# Exercise
Go through the data below and return each line where the string "from" appears.

|---|

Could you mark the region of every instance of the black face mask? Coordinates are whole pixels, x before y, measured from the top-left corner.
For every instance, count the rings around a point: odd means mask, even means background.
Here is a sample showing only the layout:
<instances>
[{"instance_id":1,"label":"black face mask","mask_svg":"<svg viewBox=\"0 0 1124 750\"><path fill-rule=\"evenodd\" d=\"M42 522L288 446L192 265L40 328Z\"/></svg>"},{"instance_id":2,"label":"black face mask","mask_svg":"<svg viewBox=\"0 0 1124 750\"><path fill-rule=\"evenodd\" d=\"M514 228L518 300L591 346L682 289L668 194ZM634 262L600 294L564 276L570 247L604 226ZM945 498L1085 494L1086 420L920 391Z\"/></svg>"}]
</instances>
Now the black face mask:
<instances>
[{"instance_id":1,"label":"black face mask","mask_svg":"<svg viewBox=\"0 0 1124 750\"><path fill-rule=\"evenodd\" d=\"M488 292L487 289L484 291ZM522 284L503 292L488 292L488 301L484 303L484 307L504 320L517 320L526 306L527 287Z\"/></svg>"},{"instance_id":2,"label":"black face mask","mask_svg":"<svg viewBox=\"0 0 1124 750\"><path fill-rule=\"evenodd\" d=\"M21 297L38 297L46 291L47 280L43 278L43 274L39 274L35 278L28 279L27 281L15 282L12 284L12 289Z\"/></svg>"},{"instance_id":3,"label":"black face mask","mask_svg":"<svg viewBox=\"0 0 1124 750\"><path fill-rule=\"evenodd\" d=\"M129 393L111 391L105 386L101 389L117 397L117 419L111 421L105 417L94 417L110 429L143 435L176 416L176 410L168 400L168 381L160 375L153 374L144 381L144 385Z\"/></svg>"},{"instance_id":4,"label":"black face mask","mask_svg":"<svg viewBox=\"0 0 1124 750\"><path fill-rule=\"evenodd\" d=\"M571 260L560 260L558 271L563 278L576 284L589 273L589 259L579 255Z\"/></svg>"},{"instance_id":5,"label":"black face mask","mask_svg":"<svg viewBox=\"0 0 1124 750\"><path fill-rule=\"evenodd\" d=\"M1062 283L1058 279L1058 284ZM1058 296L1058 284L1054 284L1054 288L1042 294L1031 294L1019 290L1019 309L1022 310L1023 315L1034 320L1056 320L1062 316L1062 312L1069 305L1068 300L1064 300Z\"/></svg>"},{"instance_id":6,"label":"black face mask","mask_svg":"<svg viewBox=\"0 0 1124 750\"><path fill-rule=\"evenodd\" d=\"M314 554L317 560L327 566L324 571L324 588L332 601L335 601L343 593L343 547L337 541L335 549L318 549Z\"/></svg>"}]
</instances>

|---|

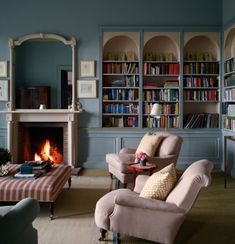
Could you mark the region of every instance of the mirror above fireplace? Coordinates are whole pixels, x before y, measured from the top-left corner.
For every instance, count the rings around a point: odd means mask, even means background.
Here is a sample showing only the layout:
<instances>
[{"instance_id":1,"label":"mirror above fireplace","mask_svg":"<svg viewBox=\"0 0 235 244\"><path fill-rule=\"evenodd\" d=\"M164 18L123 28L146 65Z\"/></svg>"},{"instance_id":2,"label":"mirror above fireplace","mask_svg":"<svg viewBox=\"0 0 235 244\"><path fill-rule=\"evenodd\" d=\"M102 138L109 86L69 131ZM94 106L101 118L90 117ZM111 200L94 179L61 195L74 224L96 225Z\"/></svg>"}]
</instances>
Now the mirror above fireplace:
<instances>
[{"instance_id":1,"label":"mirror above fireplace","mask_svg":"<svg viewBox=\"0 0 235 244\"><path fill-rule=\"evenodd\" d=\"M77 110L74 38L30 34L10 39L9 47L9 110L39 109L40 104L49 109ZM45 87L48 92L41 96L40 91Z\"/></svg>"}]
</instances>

|---|

# Result below
Could you mark the region of every instance of the black face mask? Coordinates are whole pixels, x before y, measured from the top-left corner.
Could you mark the region of every instance of the mirror above fireplace? Coordinates are whole pixels, x before y, measured from the top-left corner.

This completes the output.